[start RECORDED INFORMATION]
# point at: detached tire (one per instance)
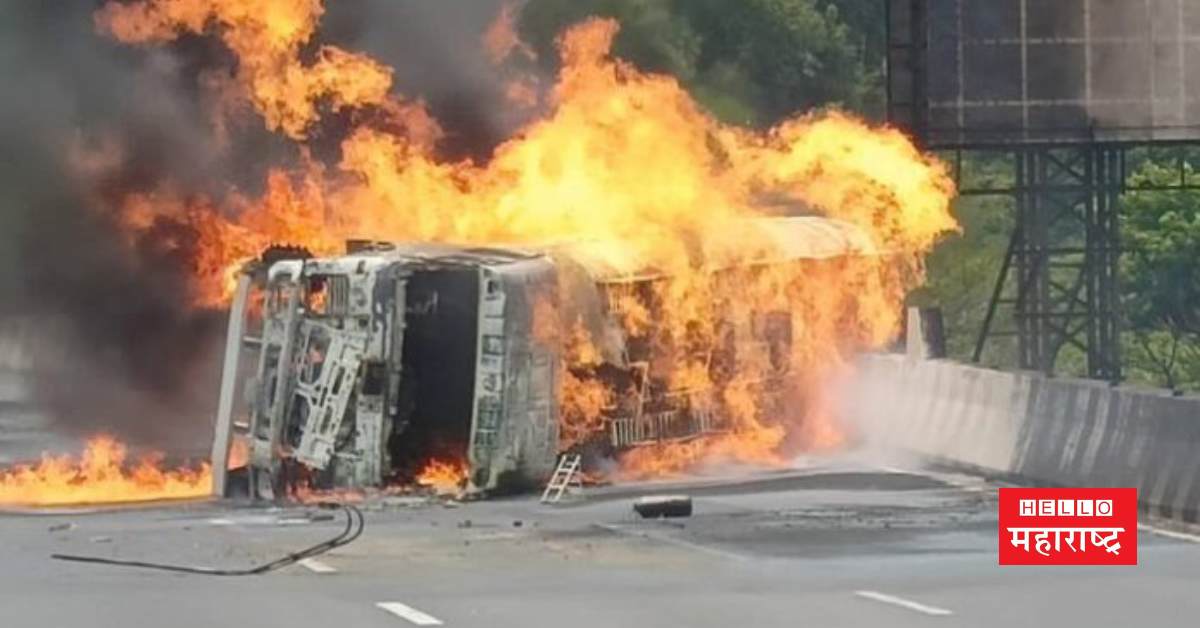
(663, 506)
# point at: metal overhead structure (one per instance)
(1066, 94)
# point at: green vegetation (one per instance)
(756, 61)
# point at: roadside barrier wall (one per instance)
(1060, 431)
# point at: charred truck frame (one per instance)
(351, 371)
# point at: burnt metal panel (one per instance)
(969, 72)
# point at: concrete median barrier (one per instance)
(1044, 430)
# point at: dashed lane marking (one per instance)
(317, 567)
(1169, 533)
(904, 603)
(409, 614)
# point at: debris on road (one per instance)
(663, 506)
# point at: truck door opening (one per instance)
(437, 387)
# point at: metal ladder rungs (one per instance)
(565, 476)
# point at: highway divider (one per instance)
(1043, 430)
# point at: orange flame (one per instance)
(621, 156)
(443, 476)
(100, 476)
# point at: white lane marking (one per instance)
(905, 603)
(1169, 533)
(408, 612)
(666, 538)
(317, 567)
(952, 482)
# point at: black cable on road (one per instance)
(354, 525)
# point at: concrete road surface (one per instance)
(831, 544)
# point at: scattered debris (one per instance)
(663, 506)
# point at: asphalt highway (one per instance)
(831, 543)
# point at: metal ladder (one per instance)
(565, 476)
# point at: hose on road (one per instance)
(353, 530)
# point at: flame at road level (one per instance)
(621, 156)
(100, 476)
(443, 476)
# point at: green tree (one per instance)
(1161, 281)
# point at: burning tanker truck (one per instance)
(352, 371)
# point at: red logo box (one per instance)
(1068, 526)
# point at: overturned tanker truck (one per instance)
(351, 371)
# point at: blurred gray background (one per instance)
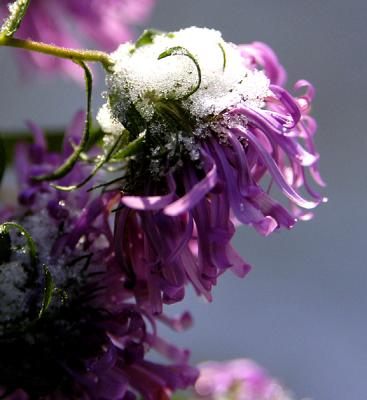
(301, 312)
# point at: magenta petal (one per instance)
(147, 202)
(275, 172)
(198, 191)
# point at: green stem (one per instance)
(61, 52)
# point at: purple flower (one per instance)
(240, 379)
(217, 133)
(68, 328)
(104, 22)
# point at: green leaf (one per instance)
(181, 51)
(73, 158)
(4, 229)
(47, 291)
(17, 11)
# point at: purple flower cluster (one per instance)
(175, 228)
(91, 341)
(199, 133)
(240, 379)
(107, 23)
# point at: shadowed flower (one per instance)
(68, 329)
(214, 133)
(237, 380)
(67, 23)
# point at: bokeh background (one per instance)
(302, 310)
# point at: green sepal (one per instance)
(47, 291)
(5, 247)
(147, 38)
(17, 11)
(224, 56)
(182, 51)
(2, 158)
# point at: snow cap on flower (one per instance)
(240, 379)
(205, 132)
(68, 327)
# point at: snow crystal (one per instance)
(140, 78)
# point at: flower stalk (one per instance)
(60, 52)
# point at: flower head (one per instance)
(213, 132)
(240, 379)
(105, 22)
(68, 328)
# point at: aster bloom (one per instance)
(240, 379)
(104, 22)
(204, 131)
(68, 329)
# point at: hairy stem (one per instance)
(61, 52)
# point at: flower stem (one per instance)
(61, 52)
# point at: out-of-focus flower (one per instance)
(74, 24)
(216, 132)
(240, 379)
(68, 328)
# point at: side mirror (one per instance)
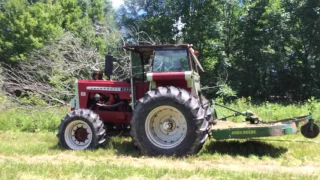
(108, 67)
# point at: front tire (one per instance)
(81, 129)
(168, 121)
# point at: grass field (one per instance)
(28, 150)
(26, 155)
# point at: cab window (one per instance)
(170, 60)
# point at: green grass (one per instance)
(36, 155)
(29, 150)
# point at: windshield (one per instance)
(173, 60)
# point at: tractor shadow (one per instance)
(123, 146)
(243, 148)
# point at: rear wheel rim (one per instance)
(78, 135)
(166, 127)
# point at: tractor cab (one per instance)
(164, 65)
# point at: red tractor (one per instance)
(162, 107)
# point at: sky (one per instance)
(117, 3)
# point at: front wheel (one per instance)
(169, 121)
(81, 129)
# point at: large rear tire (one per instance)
(169, 121)
(81, 129)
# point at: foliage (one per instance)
(28, 25)
(259, 48)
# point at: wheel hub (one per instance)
(166, 127)
(81, 134)
(78, 134)
(169, 125)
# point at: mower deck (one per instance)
(229, 130)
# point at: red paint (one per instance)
(110, 116)
(141, 88)
(84, 93)
(114, 117)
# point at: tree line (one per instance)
(265, 49)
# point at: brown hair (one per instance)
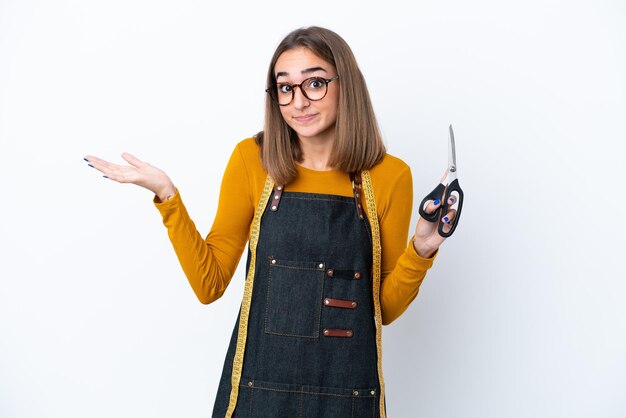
(358, 142)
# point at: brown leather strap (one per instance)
(357, 185)
(275, 201)
(340, 303)
(343, 333)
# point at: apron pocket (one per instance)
(294, 298)
(270, 400)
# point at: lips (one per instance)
(304, 118)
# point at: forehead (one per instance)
(295, 62)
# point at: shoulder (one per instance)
(245, 161)
(393, 186)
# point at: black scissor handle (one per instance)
(452, 187)
(437, 193)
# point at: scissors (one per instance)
(450, 184)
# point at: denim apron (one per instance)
(310, 338)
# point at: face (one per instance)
(310, 119)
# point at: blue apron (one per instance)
(310, 349)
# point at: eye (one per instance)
(283, 88)
(316, 83)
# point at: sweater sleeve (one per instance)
(403, 270)
(210, 263)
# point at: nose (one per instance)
(299, 99)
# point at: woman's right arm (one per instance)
(209, 263)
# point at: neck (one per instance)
(316, 153)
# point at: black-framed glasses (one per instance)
(313, 88)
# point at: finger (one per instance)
(132, 160)
(432, 205)
(101, 165)
(448, 220)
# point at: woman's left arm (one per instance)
(403, 266)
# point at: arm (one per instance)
(403, 269)
(210, 263)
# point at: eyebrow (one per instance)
(303, 72)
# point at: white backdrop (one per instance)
(522, 314)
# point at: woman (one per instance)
(326, 213)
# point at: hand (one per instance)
(139, 173)
(426, 239)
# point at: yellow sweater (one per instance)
(210, 263)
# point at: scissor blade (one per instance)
(451, 152)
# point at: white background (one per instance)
(523, 313)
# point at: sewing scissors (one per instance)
(450, 185)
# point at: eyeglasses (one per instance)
(313, 88)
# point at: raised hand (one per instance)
(426, 239)
(138, 172)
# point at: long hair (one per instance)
(358, 142)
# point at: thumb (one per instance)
(132, 160)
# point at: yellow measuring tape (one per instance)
(372, 216)
(242, 333)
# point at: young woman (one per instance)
(325, 212)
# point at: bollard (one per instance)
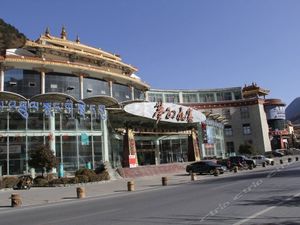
(216, 172)
(235, 169)
(164, 181)
(130, 185)
(193, 177)
(16, 200)
(80, 192)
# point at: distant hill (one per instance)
(10, 37)
(292, 112)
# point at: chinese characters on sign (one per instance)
(23, 108)
(171, 113)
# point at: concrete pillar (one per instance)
(146, 95)
(132, 93)
(81, 86)
(43, 77)
(180, 97)
(52, 135)
(193, 147)
(157, 153)
(110, 88)
(105, 154)
(1, 79)
(129, 150)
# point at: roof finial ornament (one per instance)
(47, 32)
(63, 33)
(77, 39)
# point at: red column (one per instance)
(193, 147)
(129, 150)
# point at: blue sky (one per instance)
(181, 44)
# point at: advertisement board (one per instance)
(167, 112)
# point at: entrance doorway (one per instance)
(145, 152)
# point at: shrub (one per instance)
(40, 181)
(9, 182)
(104, 176)
(86, 172)
(82, 179)
(62, 181)
(100, 169)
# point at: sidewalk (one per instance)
(46, 195)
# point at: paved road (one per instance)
(268, 196)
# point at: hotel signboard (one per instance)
(167, 112)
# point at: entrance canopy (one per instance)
(108, 101)
(53, 97)
(11, 96)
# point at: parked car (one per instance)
(205, 167)
(241, 161)
(277, 153)
(24, 182)
(260, 159)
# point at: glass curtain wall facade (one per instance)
(24, 82)
(77, 140)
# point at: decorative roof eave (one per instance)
(236, 103)
(108, 101)
(76, 45)
(45, 63)
(53, 97)
(6, 96)
(82, 53)
(132, 101)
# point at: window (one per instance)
(237, 95)
(246, 129)
(227, 96)
(173, 98)
(22, 81)
(61, 82)
(121, 92)
(155, 97)
(208, 97)
(230, 146)
(244, 112)
(189, 98)
(228, 130)
(95, 87)
(226, 113)
(139, 94)
(31, 84)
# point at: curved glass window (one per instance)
(63, 83)
(189, 98)
(139, 94)
(172, 98)
(207, 97)
(23, 82)
(121, 92)
(35, 121)
(16, 121)
(155, 97)
(92, 87)
(3, 120)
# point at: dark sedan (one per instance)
(205, 167)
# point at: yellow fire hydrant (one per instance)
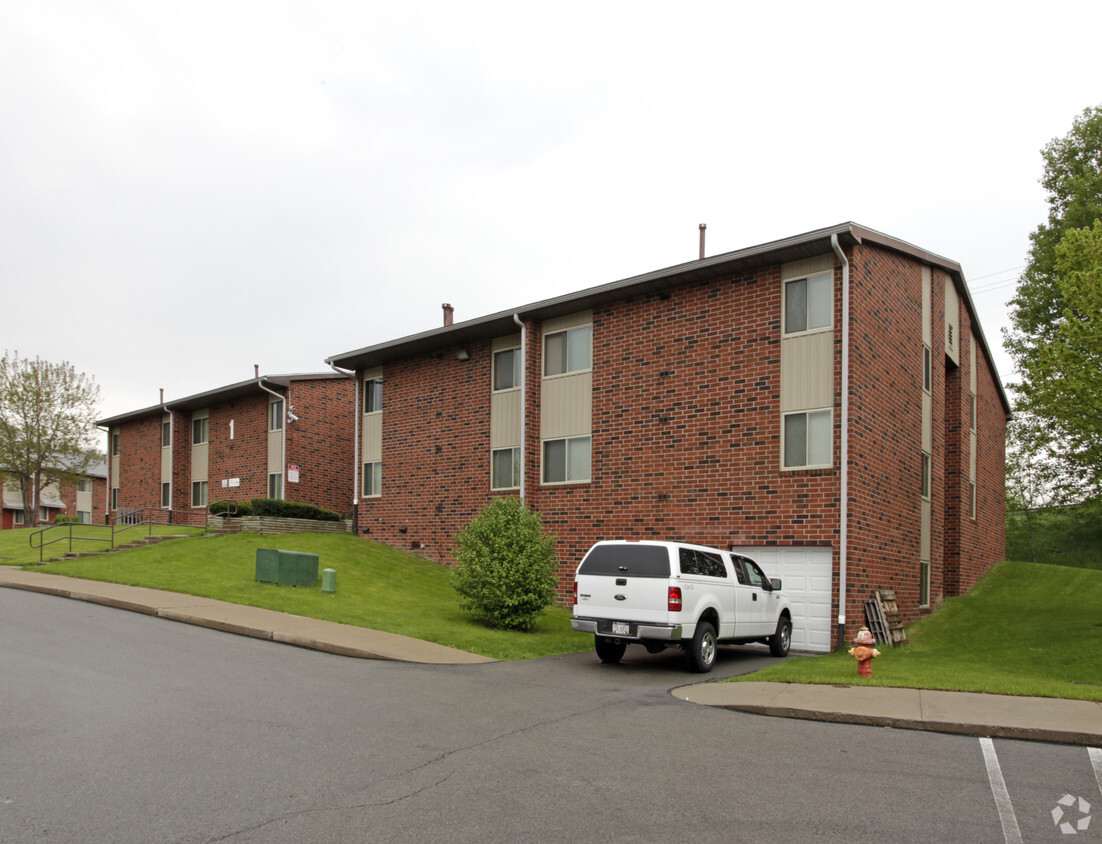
(864, 651)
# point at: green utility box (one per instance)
(287, 567)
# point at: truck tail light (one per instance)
(673, 599)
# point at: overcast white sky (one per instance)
(191, 188)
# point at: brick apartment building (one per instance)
(825, 403)
(270, 436)
(86, 500)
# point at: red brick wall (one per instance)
(687, 436)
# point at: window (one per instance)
(373, 396)
(566, 461)
(809, 303)
(506, 369)
(808, 439)
(568, 352)
(373, 479)
(701, 562)
(505, 472)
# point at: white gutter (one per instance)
(355, 444)
(524, 397)
(844, 493)
(282, 430)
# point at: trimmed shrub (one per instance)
(281, 509)
(230, 508)
(505, 575)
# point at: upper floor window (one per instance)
(373, 396)
(566, 461)
(506, 369)
(569, 350)
(808, 303)
(808, 440)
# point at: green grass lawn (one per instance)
(1025, 628)
(377, 587)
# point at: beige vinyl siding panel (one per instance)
(566, 406)
(571, 321)
(952, 333)
(807, 267)
(807, 371)
(505, 419)
(371, 445)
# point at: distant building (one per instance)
(825, 403)
(271, 436)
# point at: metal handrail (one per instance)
(69, 526)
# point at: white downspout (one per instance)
(282, 430)
(172, 455)
(844, 491)
(355, 445)
(524, 397)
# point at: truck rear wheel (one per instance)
(702, 650)
(780, 641)
(609, 650)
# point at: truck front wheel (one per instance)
(702, 650)
(780, 641)
(609, 650)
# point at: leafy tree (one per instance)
(1056, 335)
(505, 574)
(47, 415)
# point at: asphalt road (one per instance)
(117, 726)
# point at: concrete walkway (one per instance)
(996, 715)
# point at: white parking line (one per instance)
(1006, 817)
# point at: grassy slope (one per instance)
(377, 587)
(1024, 629)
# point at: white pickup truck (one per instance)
(672, 594)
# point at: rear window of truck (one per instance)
(636, 561)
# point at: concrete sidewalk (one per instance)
(995, 715)
(261, 624)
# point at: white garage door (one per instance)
(806, 575)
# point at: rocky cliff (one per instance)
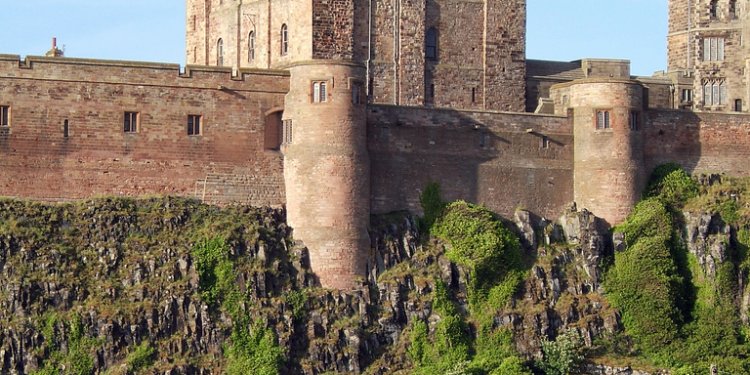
(134, 286)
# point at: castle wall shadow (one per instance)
(502, 160)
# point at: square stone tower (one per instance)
(705, 43)
(441, 53)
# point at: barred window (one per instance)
(713, 8)
(602, 119)
(130, 122)
(287, 132)
(284, 40)
(220, 52)
(319, 92)
(194, 125)
(713, 49)
(714, 92)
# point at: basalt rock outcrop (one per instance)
(124, 270)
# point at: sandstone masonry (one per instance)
(337, 109)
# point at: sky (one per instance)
(154, 30)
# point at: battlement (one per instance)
(143, 73)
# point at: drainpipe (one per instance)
(690, 34)
(206, 49)
(239, 35)
(369, 47)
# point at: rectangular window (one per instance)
(194, 124)
(713, 49)
(4, 115)
(602, 119)
(130, 124)
(319, 92)
(356, 92)
(287, 132)
(687, 95)
(715, 93)
(635, 120)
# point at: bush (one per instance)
(645, 286)
(479, 242)
(563, 355)
(672, 185)
(141, 357)
(649, 218)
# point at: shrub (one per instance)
(479, 242)
(141, 357)
(645, 286)
(672, 185)
(563, 355)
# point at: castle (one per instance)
(342, 109)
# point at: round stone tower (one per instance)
(609, 173)
(326, 164)
(326, 168)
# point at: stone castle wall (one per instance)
(228, 162)
(701, 142)
(497, 159)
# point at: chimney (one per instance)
(54, 52)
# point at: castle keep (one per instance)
(341, 109)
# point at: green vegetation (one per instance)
(141, 357)
(678, 315)
(252, 348)
(479, 242)
(562, 356)
(77, 359)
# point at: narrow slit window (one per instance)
(220, 52)
(284, 40)
(713, 8)
(251, 46)
(635, 120)
(4, 115)
(319, 92)
(130, 123)
(431, 40)
(356, 93)
(194, 125)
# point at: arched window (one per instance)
(430, 44)
(220, 52)
(251, 46)
(713, 8)
(284, 40)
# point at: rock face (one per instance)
(563, 289)
(126, 271)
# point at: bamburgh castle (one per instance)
(342, 109)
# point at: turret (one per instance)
(609, 172)
(326, 165)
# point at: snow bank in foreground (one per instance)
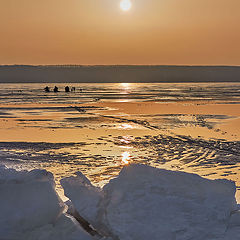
(141, 203)
(148, 203)
(31, 209)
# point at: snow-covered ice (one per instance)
(148, 203)
(141, 203)
(30, 208)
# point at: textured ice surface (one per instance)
(30, 209)
(141, 203)
(148, 203)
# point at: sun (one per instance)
(125, 5)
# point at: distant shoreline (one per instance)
(117, 74)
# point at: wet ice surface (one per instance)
(98, 139)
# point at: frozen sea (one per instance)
(99, 128)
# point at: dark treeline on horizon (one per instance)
(117, 73)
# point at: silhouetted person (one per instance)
(55, 89)
(47, 89)
(67, 89)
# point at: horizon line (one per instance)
(119, 65)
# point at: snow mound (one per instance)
(148, 203)
(30, 209)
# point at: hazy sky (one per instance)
(98, 32)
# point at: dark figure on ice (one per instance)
(55, 89)
(47, 89)
(67, 89)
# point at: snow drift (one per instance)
(31, 209)
(141, 203)
(148, 203)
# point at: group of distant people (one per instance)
(55, 89)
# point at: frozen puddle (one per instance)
(141, 203)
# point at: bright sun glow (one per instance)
(125, 5)
(125, 157)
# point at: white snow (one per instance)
(141, 203)
(148, 203)
(30, 208)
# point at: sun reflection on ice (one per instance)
(126, 126)
(125, 158)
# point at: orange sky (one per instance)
(202, 32)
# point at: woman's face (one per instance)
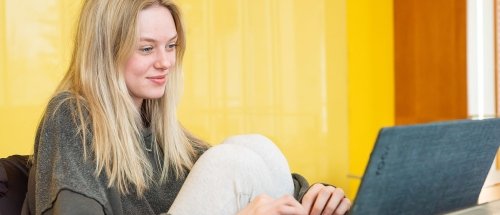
(153, 56)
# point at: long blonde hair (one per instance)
(105, 36)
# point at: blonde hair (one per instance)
(105, 36)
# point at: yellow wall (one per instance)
(371, 78)
(314, 76)
(36, 40)
(265, 67)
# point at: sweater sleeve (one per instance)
(69, 202)
(59, 161)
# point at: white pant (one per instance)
(228, 176)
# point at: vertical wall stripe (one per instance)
(3, 65)
(336, 41)
(371, 78)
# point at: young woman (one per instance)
(110, 142)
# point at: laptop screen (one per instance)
(428, 168)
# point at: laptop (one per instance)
(428, 168)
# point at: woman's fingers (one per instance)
(344, 206)
(334, 202)
(325, 200)
(322, 200)
(310, 196)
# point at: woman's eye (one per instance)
(171, 46)
(146, 50)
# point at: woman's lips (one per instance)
(160, 79)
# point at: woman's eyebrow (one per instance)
(149, 39)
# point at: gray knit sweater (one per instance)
(64, 181)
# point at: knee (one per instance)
(255, 142)
(230, 156)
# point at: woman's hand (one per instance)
(266, 205)
(325, 200)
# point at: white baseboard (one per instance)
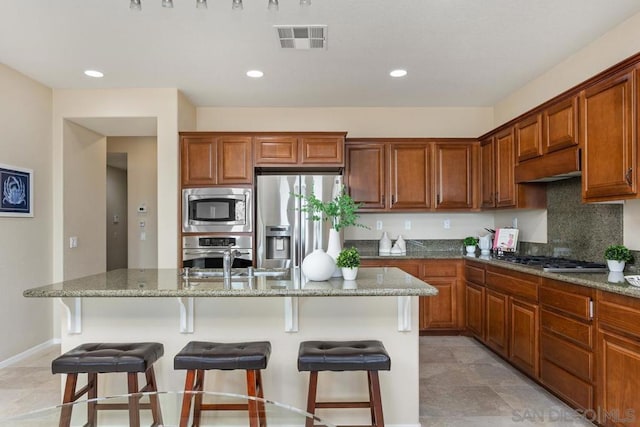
(27, 353)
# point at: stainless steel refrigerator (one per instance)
(284, 234)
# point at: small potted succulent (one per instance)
(617, 256)
(470, 243)
(349, 261)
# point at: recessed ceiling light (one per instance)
(398, 73)
(256, 74)
(94, 73)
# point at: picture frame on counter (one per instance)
(16, 186)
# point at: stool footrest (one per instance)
(325, 405)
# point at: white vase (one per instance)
(318, 266)
(349, 273)
(615, 265)
(334, 247)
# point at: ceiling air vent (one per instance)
(302, 36)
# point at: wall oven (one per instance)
(216, 209)
(207, 251)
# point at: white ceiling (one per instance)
(457, 52)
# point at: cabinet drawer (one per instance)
(474, 274)
(567, 328)
(619, 312)
(515, 283)
(577, 392)
(570, 357)
(440, 268)
(566, 299)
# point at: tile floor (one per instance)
(461, 384)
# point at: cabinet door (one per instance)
(474, 302)
(271, 150)
(199, 161)
(560, 124)
(505, 179)
(454, 174)
(365, 175)
(440, 311)
(235, 160)
(523, 342)
(496, 321)
(322, 150)
(487, 174)
(529, 138)
(411, 186)
(619, 379)
(609, 139)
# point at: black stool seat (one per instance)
(343, 356)
(108, 357)
(228, 356)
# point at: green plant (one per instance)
(348, 258)
(618, 253)
(470, 241)
(341, 211)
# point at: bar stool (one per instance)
(100, 358)
(370, 356)
(197, 357)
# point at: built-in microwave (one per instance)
(216, 209)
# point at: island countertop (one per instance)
[end RECORDED INFORMATION]
## SET EXERCISE
Take the line with "# point at: white vase (one per instance)" and all lines after it to the last line, and reproduce them exactly.

## RESULT
# point at: white vase (one per instance)
(318, 266)
(349, 273)
(615, 265)
(334, 247)
# point at: ceiling air vent (one per instance)
(302, 36)
# point at: wall oven (one per instance)
(216, 209)
(207, 251)
# point at: white ceiling (one per instance)
(457, 52)
# point at: cabinet drawer (one per instance)
(474, 274)
(567, 328)
(619, 312)
(515, 283)
(577, 392)
(570, 357)
(440, 268)
(566, 299)
# point at: tile floor (one per instance)
(461, 384)
# point at: cabinet door (one per instance)
(474, 302)
(271, 150)
(199, 161)
(560, 124)
(505, 179)
(454, 174)
(365, 175)
(440, 311)
(235, 160)
(523, 342)
(496, 321)
(322, 150)
(487, 174)
(529, 138)
(411, 186)
(619, 379)
(609, 139)
# point at: black stool seat (one per instance)
(343, 356)
(108, 357)
(228, 356)
# point at: green plant (one per instance)
(348, 258)
(618, 253)
(470, 241)
(341, 211)
# point at: bar stool (one per instance)
(100, 358)
(370, 356)
(197, 357)
# point at: built-in microwave (one per instance)
(216, 209)
# point at: island countertop (one per instance)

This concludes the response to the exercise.